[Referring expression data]

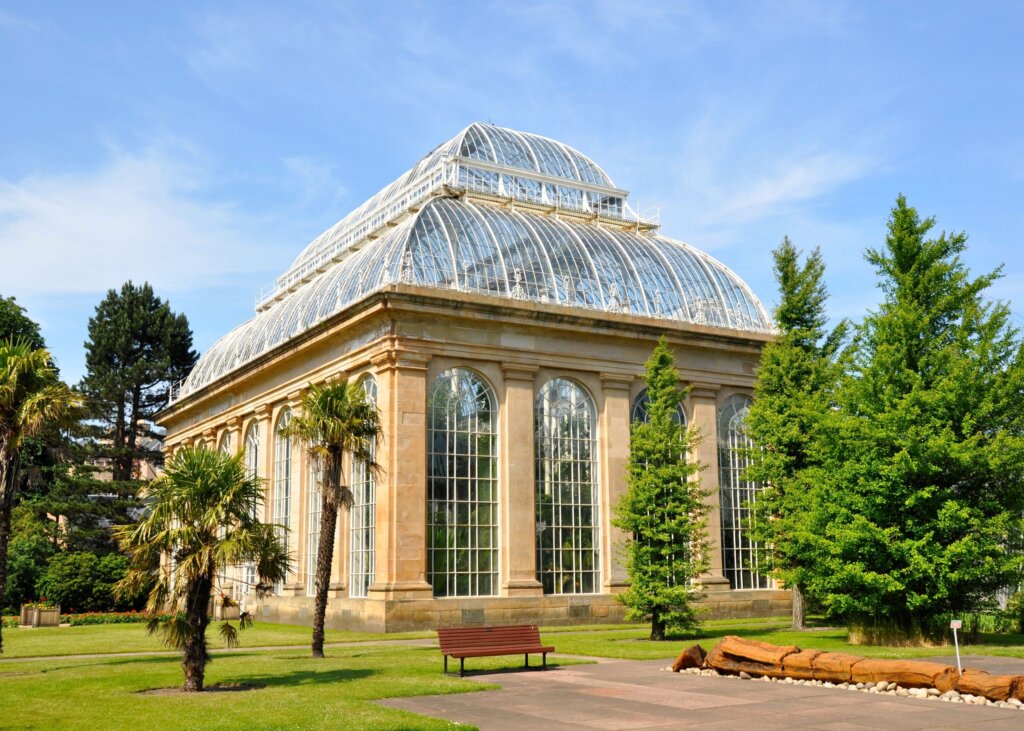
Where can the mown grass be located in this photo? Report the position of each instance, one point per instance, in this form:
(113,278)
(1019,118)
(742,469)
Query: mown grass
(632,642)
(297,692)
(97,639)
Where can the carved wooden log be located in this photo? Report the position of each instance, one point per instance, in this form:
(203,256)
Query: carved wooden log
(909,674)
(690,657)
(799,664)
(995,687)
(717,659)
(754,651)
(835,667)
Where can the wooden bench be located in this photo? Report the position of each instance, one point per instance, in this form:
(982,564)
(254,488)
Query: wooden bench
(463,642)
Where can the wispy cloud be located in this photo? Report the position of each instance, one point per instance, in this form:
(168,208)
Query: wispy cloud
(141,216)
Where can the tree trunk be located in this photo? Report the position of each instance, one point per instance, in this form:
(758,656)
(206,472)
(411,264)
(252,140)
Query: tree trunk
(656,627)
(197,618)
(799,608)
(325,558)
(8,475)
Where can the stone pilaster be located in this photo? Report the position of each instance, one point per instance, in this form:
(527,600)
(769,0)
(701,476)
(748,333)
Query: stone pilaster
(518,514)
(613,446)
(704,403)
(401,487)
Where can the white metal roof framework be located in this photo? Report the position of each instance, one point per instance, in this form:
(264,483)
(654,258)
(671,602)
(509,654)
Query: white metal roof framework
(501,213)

TASK ITEM: Render the records above word for word and leave the pictures out.

FINISHED EXERCISE:
Where can the mown grass be located in this photo? Report the position of each instance, one point per instance, in this form:
(113,278)
(1019,118)
(742,469)
Query: mown grass
(632,642)
(297,692)
(97,639)
Where can the carved wooden log be located in this photo? Report the position of each instance, one point per instance, in this form:
(203,256)
Query: carved wooden log
(909,674)
(690,657)
(799,664)
(995,687)
(717,659)
(754,651)
(835,667)
Where can the wooden bench be located in this photo? Report the position of each instance, one point per instance, in this form:
(982,564)
(254,488)
Query: wooden bench
(463,642)
Where can the wispy cloud be located in this photo? Report the position of each instance, one point per instance, in this form:
(168,208)
Query: wispy cloud
(141,216)
Where can the tree trunk be located in this photo? Report the position of each instance, one point per instance, in this form:
(758,656)
(206,472)
(411,264)
(252,140)
Query: tree trunk
(656,627)
(197,618)
(799,608)
(325,558)
(8,475)
Where can the stone pilaster be located in this photo? Report the position of each instance, one point per instance, in this form:
(527,600)
(769,0)
(701,476)
(748,333)
Query: stone pilaster
(518,514)
(613,446)
(704,403)
(401,487)
Where can the white metal roof framework be located in this photo? Report the position of each instance, one point per instance, in this form:
(264,483)
(654,258)
(671,602)
(509,654)
Query: white metal roof framework
(501,213)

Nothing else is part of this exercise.